Information given =>
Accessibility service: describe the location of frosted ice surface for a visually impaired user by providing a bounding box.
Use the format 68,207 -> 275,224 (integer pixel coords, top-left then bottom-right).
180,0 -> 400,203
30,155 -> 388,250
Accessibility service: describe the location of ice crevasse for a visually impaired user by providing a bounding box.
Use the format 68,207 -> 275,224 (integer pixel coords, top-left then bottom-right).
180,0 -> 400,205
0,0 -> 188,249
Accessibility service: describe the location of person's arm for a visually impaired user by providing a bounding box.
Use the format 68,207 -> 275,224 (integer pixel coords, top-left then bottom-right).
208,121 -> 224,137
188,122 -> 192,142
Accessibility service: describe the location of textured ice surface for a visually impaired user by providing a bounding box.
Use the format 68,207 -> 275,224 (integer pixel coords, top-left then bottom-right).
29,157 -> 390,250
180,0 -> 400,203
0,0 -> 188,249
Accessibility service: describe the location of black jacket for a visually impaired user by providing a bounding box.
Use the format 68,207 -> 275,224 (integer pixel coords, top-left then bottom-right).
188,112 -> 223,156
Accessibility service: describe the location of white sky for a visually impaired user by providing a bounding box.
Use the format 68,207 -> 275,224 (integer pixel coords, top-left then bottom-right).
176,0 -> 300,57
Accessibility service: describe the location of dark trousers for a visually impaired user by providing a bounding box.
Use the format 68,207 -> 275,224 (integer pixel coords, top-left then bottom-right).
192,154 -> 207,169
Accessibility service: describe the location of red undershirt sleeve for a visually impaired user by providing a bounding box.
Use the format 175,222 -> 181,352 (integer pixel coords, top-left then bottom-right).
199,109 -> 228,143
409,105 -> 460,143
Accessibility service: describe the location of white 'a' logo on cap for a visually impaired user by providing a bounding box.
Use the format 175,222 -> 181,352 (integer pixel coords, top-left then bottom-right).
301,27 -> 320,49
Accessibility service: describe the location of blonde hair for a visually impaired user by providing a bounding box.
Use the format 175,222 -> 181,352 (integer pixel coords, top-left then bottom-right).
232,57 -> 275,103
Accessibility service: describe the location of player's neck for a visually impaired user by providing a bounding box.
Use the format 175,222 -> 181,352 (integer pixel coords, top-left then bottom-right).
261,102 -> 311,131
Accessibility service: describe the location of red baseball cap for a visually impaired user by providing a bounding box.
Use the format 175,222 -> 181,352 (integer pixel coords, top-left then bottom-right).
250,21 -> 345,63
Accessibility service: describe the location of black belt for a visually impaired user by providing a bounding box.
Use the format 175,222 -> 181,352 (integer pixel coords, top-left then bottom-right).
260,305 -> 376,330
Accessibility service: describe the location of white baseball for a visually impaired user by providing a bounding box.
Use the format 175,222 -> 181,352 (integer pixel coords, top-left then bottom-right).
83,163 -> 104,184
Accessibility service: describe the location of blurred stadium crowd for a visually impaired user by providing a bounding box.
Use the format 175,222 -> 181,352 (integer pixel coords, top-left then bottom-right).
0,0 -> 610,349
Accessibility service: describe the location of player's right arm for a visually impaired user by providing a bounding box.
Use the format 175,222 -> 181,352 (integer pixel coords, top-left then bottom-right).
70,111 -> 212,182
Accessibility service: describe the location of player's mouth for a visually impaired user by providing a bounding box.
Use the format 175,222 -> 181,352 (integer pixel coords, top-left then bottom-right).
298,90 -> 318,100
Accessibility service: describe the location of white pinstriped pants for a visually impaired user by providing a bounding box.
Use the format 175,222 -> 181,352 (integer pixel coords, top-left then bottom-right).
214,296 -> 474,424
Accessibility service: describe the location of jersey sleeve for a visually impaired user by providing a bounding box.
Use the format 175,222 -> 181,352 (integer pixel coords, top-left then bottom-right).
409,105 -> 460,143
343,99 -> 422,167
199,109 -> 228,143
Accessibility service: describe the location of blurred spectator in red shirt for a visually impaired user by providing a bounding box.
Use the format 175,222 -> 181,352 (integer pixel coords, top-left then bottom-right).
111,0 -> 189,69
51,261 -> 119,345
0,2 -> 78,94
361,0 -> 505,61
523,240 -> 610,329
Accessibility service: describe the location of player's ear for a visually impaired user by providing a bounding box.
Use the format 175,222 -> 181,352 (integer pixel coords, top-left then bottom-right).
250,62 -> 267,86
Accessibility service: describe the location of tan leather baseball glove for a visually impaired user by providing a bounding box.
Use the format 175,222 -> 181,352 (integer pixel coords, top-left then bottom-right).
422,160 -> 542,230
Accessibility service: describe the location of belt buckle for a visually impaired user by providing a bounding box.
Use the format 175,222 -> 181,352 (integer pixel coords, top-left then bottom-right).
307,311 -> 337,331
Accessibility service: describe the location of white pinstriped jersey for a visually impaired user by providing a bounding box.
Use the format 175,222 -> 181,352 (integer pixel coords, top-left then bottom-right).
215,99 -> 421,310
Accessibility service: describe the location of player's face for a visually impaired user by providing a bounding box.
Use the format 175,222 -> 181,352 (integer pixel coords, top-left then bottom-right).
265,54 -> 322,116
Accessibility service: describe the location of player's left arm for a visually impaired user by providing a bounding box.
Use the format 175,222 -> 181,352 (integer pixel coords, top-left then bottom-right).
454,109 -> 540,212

Task description =>
Rescale the records from the line with "Accessibility service: describe the location of blurred stadium" to the line with "298,90 -> 318,100", and give only these lines again in full, including those that are not answers. Multiply every box coordinate in the answers by 1.35 and round to whole numbers, with halves going up, and keep the numbers in the other lines unchanged.

Task response =>
Accessibility service: describe the location of blurred stadium crowd for a visually impaired user by providing a bounding box.
Use the format 175,222 -> 181,352 (integer pixel coords, top-left then bottom-right).
0,0 -> 824,471
Accessibility service: describe the location of player's right arm for a visually impaired user by providing a bounding box.
Use the format 175,222 -> 181,352 (integer pixel coords, top-left then bottom-right).
95,150 -> 286,246
Accessibility service: describe the location of player's mouth for a visually impaired user by providing a bounding box.
Use the format 175,222 -> 181,352 (integer pixel coords, top-left then bottom-right).
402,122 -> 429,135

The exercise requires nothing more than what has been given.